▶ _Task requirements_
Below are the records to retype. Keep every character exactly and leave out the pictures.
(Records supplied begins)
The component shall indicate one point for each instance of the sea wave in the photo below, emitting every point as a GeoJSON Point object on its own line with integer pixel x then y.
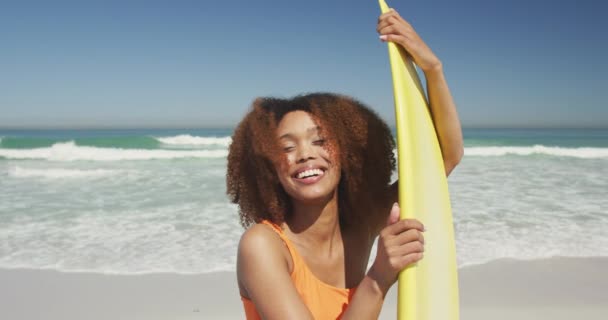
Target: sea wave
{"type": "Point", "coordinates": [584, 153]}
{"type": "Point", "coordinates": [188, 140]}
{"type": "Point", "coordinates": [60, 173]}
{"type": "Point", "coordinates": [69, 151]}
(Records supplied ends)
▶ _Exercise solution_
The component shall indicate one point for each instance of the sea wave in the photo below, emitting every point as a GeoJSON Point object on its own line with integer pixel x then y.
Target: sea wave
{"type": "Point", "coordinates": [584, 153]}
{"type": "Point", "coordinates": [188, 140]}
{"type": "Point", "coordinates": [60, 173]}
{"type": "Point", "coordinates": [69, 151]}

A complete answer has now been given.